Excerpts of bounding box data

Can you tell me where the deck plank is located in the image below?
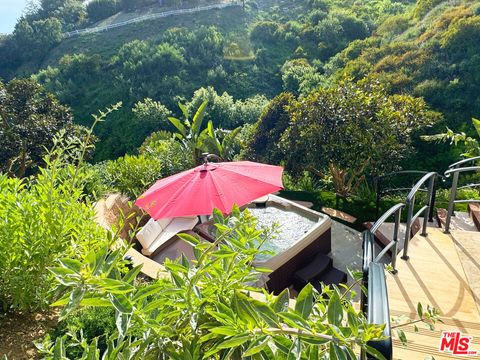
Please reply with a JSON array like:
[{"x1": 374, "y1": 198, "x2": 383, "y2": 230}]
[{"x1": 387, "y1": 228, "x2": 480, "y2": 359}]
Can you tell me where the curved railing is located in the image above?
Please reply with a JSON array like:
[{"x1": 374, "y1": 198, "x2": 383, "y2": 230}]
[
  {"x1": 360, "y1": 204, "x2": 405, "y2": 359},
  {"x1": 64, "y1": 2, "x2": 242, "y2": 38},
  {"x1": 373, "y1": 170, "x2": 433, "y2": 221},
  {"x1": 448, "y1": 156, "x2": 480, "y2": 169},
  {"x1": 402, "y1": 172, "x2": 438, "y2": 260},
  {"x1": 445, "y1": 166, "x2": 480, "y2": 234}
]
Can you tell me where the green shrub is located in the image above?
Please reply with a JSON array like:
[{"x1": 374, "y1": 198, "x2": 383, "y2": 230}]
[
  {"x1": 106, "y1": 154, "x2": 162, "y2": 199},
  {"x1": 0, "y1": 135, "x2": 106, "y2": 310},
  {"x1": 87, "y1": 0, "x2": 120, "y2": 22},
  {"x1": 49, "y1": 307, "x2": 116, "y2": 359}
]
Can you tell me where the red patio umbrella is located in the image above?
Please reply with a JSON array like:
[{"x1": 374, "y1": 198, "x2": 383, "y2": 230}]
[{"x1": 135, "y1": 161, "x2": 283, "y2": 220}]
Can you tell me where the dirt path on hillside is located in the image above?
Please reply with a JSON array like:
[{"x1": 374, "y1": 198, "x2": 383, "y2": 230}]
[{"x1": 0, "y1": 311, "x2": 58, "y2": 360}]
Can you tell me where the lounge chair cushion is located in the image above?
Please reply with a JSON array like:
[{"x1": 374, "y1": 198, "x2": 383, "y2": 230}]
[
  {"x1": 142, "y1": 216, "x2": 198, "y2": 256},
  {"x1": 137, "y1": 219, "x2": 163, "y2": 249},
  {"x1": 252, "y1": 195, "x2": 268, "y2": 204},
  {"x1": 157, "y1": 218, "x2": 172, "y2": 230}
]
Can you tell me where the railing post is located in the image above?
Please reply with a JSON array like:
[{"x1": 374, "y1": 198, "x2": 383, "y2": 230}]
[
  {"x1": 445, "y1": 171, "x2": 460, "y2": 234},
  {"x1": 428, "y1": 175, "x2": 437, "y2": 222},
  {"x1": 402, "y1": 196, "x2": 415, "y2": 260},
  {"x1": 420, "y1": 175, "x2": 436, "y2": 236},
  {"x1": 392, "y1": 208, "x2": 402, "y2": 274},
  {"x1": 373, "y1": 177, "x2": 381, "y2": 219}
]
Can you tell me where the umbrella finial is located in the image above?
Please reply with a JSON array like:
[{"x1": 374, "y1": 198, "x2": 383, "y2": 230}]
[{"x1": 202, "y1": 153, "x2": 210, "y2": 166}]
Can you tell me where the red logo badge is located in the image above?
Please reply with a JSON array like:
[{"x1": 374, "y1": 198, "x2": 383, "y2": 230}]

- **What to work on**: Copy every row above word for word, leaving out the pictures.

- **The solution**:
Can you tell me where the deck plank is located in the image below?
Please reply with a JSON array like:
[{"x1": 374, "y1": 198, "x2": 383, "y2": 230}]
[{"x1": 387, "y1": 228, "x2": 480, "y2": 359}]
Can you tell me where the curved railing is located in the image above?
Please reply with a JSON array like:
[{"x1": 374, "y1": 198, "x2": 383, "y2": 230}]
[
  {"x1": 360, "y1": 204, "x2": 405, "y2": 359},
  {"x1": 64, "y1": 2, "x2": 242, "y2": 38},
  {"x1": 373, "y1": 170, "x2": 433, "y2": 221},
  {"x1": 448, "y1": 156, "x2": 480, "y2": 169},
  {"x1": 402, "y1": 172, "x2": 438, "y2": 260},
  {"x1": 445, "y1": 166, "x2": 480, "y2": 234}
]
Can you tell me where the green shrub is located in the image above?
Please reply with a JSON array like:
[{"x1": 374, "y1": 198, "x2": 383, "y2": 230}]
[
  {"x1": 106, "y1": 154, "x2": 162, "y2": 199},
  {"x1": 0, "y1": 135, "x2": 106, "y2": 310},
  {"x1": 87, "y1": 0, "x2": 120, "y2": 22},
  {"x1": 49, "y1": 307, "x2": 116, "y2": 359}
]
Can you tell me where the red patio umbrella is located in the image above?
Please reply with a JSON array like:
[{"x1": 374, "y1": 198, "x2": 383, "y2": 230}]
[{"x1": 135, "y1": 161, "x2": 283, "y2": 220}]
Can you tell me where the dirt path on hillside is located in the image above?
Please reply with a JSON array like:
[{"x1": 374, "y1": 198, "x2": 383, "y2": 230}]
[{"x1": 0, "y1": 311, "x2": 58, "y2": 360}]
Can you tell me where the lounge chair cushion is located in the image above?
Please reply with a JSON array like:
[{"x1": 374, "y1": 198, "x2": 383, "y2": 230}]
[
  {"x1": 142, "y1": 216, "x2": 198, "y2": 256},
  {"x1": 137, "y1": 219, "x2": 163, "y2": 249},
  {"x1": 252, "y1": 195, "x2": 268, "y2": 204},
  {"x1": 157, "y1": 218, "x2": 172, "y2": 230}
]
Can you tell me where the railing post is located in the image above?
Please reply with a JSON array like:
[{"x1": 374, "y1": 198, "x2": 383, "y2": 230}]
[
  {"x1": 445, "y1": 171, "x2": 460, "y2": 234},
  {"x1": 428, "y1": 175, "x2": 437, "y2": 222},
  {"x1": 402, "y1": 196, "x2": 415, "y2": 260},
  {"x1": 420, "y1": 175, "x2": 436, "y2": 236},
  {"x1": 392, "y1": 208, "x2": 402, "y2": 274},
  {"x1": 373, "y1": 177, "x2": 381, "y2": 219}
]
Can you tell me where the umbrella finial is located in the image above?
Please reply with a JSON array like:
[{"x1": 374, "y1": 198, "x2": 383, "y2": 230}]
[{"x1": 202, "y1": 153, "x2": 210, "y2": 166}]
Can you tell me where the red logo badge is located in the image above?
Please reply with a JSON array like:
[{"x1": 374, "y1": 198, "x2": 383, "y2": 230}]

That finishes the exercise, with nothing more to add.